Questions:
1: In the death penalty text, how many murderers has Louisiana executed in the last 36 years?
2: Please return everything in the death penalty text from "A person calling" down to "Hampshire ‘has’ hurricanes.", word for word.

Study text START

Calculating criminals, whose lives are at stake, pay more attention to the facts, and less to propaganda.
A person calling himself Martin Narey, also on Twitter, attacked me for what I’d said, saying that the State of Louisiana had(I think ) 150 times as much gun crime as Britain, despite having a death penalty. Is this the same Martin Narey who used to be a prominent bureaucrat in Britain’s pointless warehousing organisation, known as the prison system?
I don’t know, but in any case, I was referring to knife *and* gun crime, and I think knife crime is currently very serious in this country (gun crime will come, be sure of it) . More important, Louisiana, ‘has’ the death penalty in much the same way that Hampshire ‘has’ hurricanes.
As far as I can gather, Louisiana has executed 28 murderers in the last 36 years. But it has something in the region of 500 murders a year, around twice the murder rate in New York . On 10th January 2010, the major local newspaper, the Times-Picayune, reported that ‘State’s death penalty becoming a rarity ; Bordelon execution was first since 2002’
‘Thursday's execution of Gerald Bordelon, happened only because the convicted killer waived his appeals, hastening his death by many years. His was the first execution since 2002, when Leslie Dale Martin was executed for the rape and murder of a Lake Charles woman in 1981.
'The dramatic decline in Louisiana executions since 1987, when the state briefly led the nation in that statistic, comes at a time when, nationally, both executions and the imposition of new death sentences have waned significantly.’
The report said that Texas ‘still executes convicts at a steady clip’. I’ll come to that in a moment.
Bordelon, by the way, had strangled his 12-year-old stepdaughter, after kidnapping her at knifepoint and forcing her to, well, I won’t go on, it’s too distressing, look it up if you must. There was no doubt of his guilt. He showed police where he’d put her poor defiled body. But the crime was committed in 2002, and he was convicted in 2006. And he waived his right to appeal. And in the period during which his was the sole execution, approximately 5,000 murders were committed in that state. Call that a death penalty? Call it a deterrent? Oh, do come on, Mr Narey.
So what about Texas? Since 1976, Texas has executed 480 people (an average of about 13 a year) . But Texas has a population of nearly 26 million, more than five times that of Louisiana. Its annual homicide rate is now around 1,250. So, that’s roughly one execution for every 100 homicides. And are they speedy? I would say not. Among the most recent to be executed is Marvin Lee Wilson, put to death in August this year, who committed his murder in 1992.
I’d be interested in any sources for more detailed statistics on this, such as numbers off death sentences passed, compared with numbers of executions, average times spent on death row before execution, numbers of condemned murderers dying of old age on death row etc. But as far as I can see the death penalty in the USA is a great big red herring, whose purpose is political and not aimed at imposing justice.
Oh, by the way, yes, 'A Warning to the Curious' was a reference to the wonderful M.R. James ghost story of that name. Do not, I advise you, 'experiment' with things you do not fully understand. The results may be permanent, and unexpected.

Study text END
Dataset entries START

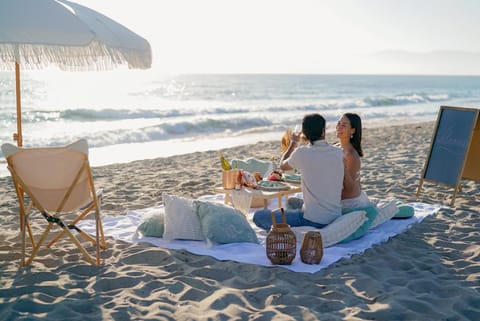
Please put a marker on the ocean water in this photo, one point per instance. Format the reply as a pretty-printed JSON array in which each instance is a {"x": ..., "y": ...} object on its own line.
[{"x": 128, "y": 115}]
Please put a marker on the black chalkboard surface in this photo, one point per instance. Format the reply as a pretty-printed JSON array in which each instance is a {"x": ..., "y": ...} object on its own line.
[{"x": 450, "y": 145}]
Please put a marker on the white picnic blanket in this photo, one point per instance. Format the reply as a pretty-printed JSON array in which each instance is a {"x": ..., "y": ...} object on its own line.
[{"x": 124, "y": 228}]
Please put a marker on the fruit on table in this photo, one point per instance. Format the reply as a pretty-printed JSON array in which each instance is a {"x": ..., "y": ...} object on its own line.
[{"x": 275, "y": 176}]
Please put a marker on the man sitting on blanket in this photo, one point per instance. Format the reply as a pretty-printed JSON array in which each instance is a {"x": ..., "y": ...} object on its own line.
[{"x": 322, "y": 171}]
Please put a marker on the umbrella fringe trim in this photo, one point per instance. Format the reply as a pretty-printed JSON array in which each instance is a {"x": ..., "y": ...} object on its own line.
[{"x": 95, "y": 56}]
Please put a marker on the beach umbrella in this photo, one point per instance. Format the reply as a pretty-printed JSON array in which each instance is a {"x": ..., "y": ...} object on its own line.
[{"x": 38, "y": 33}]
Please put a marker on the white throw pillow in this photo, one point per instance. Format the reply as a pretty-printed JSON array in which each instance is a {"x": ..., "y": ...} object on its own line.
[
  {"x": 384, "y": 213},
  {"x": 181, "y": 219},
  {"x": 336, "y": 231}
]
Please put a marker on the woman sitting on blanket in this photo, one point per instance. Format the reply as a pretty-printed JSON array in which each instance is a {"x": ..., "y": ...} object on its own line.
[
  {"x": 322, "y": 169},
  {"x": 349, "y": 132}
]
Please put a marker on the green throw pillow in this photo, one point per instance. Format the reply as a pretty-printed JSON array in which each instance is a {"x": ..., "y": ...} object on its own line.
[
  {"x": 153, "y": 224},
  {"x": 405, "y": 211},
  {"x": 224, "y": 224},
  {"x": 370, "y": 211}
]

Dataset entries END

Responses by item number:
1: 28 murderers.

2:
A person calling himself Martin Narey, also on Twitter, attacked me for what I’d said, saying that the State of Louisiana had(I think ) 150 times as much gun crime as Britain, despite having a death penalty. Is this the same Martin Narey who used to be a prominent bureaucrat in Britain’s pointless warehousing organisation, known as the prison system?
I don’t know, but in any case, I was referring to knife *and* gun crime, and I think knife crime is currently very serious in this country (gun crime will come, be sure of it) . More important, Louisiana, ‘has’ the death penalty in much the same way that Hampshire ‘has’ hurricanes.